_EXTRAIT CHOISI_
Quand les Black Panther fuyant la répression américaine se réfugiaient à Alger
Le refuge d'Eldridge Cleaver en Algérie
La conférence de presse qu'a tenu Eldridge Cleaver à Alger le 17 juillet 1969 avant l'ouverture formelle du Festival était sa première apparition publique depuis sa disparition à San Francisco huit mois auparavant.
Il était devenu un célèbre fugitif aux États-Unis, faisant face à plusieurs inculpations de tentative de meurtre suite à une fusillade entre la police d'Oakland et les Panthères en avril 1968, deux jours après l'assassinat de King. Une Panthère était morte dans la bataille, trois policiers blessés, et huit Panthères arrêtées.
Ce mois de juin, Cleaver est libéré sous caution après avoir été couvert par un article de l'habeas corpus. Son livre d'essais, Soul on Ice, étant devenu un best seller, Cleaver se lance dans la course à la présidence en tant que candidat du Parti de la Paix et de la Liberté [Peace and Freedom Party], et les confrontations du Parti des Panthères Noires avec les forces de police sont de plus en plus couvertes médiatiquement par la presse à sensation nationale.
Des mois de bataille juridique devant les tribunaux de Californie prirent fin avec la décision de son retour en prison au mois de novembre pour violation de liberté conditionnelle. Au lieu de se rendre aux autorités pénitentiaires, Cleaver voyagea clandestinement jusqu'à Cuba.
Son arrivée en Afrique du Nord lui permit de renouer de visu des relations avec plusieurs amis, soutiens, collègues, et camarades que son séjour à La Havane avait interrompues. Une série de malentendus, de désaccords, et de confrontations catégoriques avec les autorités cubaines à La Havane culmina avec le départ de Cleaver pour Alger. Plus tard, il déclara que « les Cubains ont renié certaines promesses faites avant même que je n'arrive, comme une installation permanente et bien organisée, et le droit de diffuser de l'information (…) Ils n'avaient pas l'intention de nous permettre les choses qu'ils nous avaient promises ».
Les militants radicaux de Bay Area avaient négocié l'asile de Cleaver avec les diplomates de la mission de Cuba aux Nations Unies, à New York. Mais une fois arrivé à La Havane, le gouvernement autorisa la prolongation de la permission de résidence de Cleaver à Cuba aussi longtemps qu'il le voulait, mais uniquement en tant que citoyen individuel, et insista pour que sa présence restât non médiatisée. Après qu'une dépêche de Reuters révéla à la fin du mois de mai 1969 que Cleaver vivait à La Havane, son séjour s'interrompit subitement.
Voyageant avec un passeport cubain et avec rien d'autre qu'un visa de transit pour l'Algérie, Cleaver est escorté à Alger par un diplomate cubain au début du mois de juin. Pendant la semaine de son arrivée, très méfiant vis-à-vis de son escorte cubaine, Cleaver déclencha secrètement des discussions pour rester en Algérie, où aucun embargo n'empêchait les communications avec les États-Unis. Finalement, il s'en alla chercher un soutien algérien pour établir une base arrière de l'action politique et militaire des Panthères Noires contre les États-Unis, le plan qu'il espérait réaliser à Cuba.

_LISTE_
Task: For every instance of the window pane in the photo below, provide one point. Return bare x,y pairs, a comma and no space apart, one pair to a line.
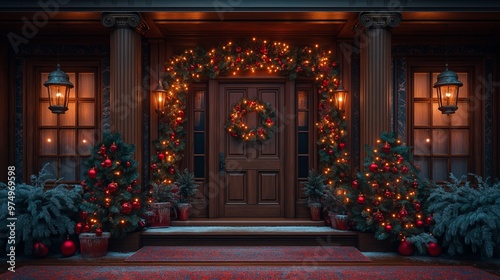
422,113
438,118
422,142
199,167
199,121
423,164
48,141
199,99
303,166
302,100
68,118
459,167
422,87
439,169
302,121
460,118
47,118
86,85
67,141
463,92
199,143
459,142
303,142
86,114
68,169
440,140
52,166
85,141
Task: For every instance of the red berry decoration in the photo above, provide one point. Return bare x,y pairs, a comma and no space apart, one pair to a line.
68,248
92,173
386,148
361,199
112,187
40,250
433,249
405,248
126,208
108,162
161,156
388,228
378,216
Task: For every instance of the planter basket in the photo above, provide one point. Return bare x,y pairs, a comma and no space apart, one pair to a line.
93,246
161,214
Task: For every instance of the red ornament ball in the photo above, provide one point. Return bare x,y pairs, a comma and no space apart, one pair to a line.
92,173
126,208
361,199
433,249
108,162
406,248
40,250
68,248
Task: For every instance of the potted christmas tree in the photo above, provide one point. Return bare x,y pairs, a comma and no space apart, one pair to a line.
314,190
112,201
187,190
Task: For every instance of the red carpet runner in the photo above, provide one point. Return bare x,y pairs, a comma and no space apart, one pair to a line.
259,254
249,272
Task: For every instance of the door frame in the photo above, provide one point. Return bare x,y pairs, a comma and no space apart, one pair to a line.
287,120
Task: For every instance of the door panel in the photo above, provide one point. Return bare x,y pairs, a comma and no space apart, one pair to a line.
253,175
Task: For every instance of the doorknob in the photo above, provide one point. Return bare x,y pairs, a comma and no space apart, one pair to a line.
222,162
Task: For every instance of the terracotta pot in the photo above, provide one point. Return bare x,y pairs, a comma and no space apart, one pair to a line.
183,211
315,212
93,246
161,214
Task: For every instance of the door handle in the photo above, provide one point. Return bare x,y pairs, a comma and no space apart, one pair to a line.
222,162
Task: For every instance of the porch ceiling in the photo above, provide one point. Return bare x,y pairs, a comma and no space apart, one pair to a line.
330,24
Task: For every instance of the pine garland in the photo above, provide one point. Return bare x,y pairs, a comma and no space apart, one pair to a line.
467,216
45,216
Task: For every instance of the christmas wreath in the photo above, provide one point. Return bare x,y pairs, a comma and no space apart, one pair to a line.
238,129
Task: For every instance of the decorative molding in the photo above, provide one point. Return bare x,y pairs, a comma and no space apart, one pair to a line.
132,20
380,20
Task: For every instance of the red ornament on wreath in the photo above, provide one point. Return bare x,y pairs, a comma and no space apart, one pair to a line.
126,208
68,248
40,250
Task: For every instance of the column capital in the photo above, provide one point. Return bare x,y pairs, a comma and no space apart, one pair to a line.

_TÂCHE À RÉALISER_
D'après l'extrait choisi, qu'est-ce qui a révélé à la fin du mois de mai 1969 que Cleaver vivait à La Havane ?

_TÂCHE RÉALISÉE_
Une dépêche de Reuters.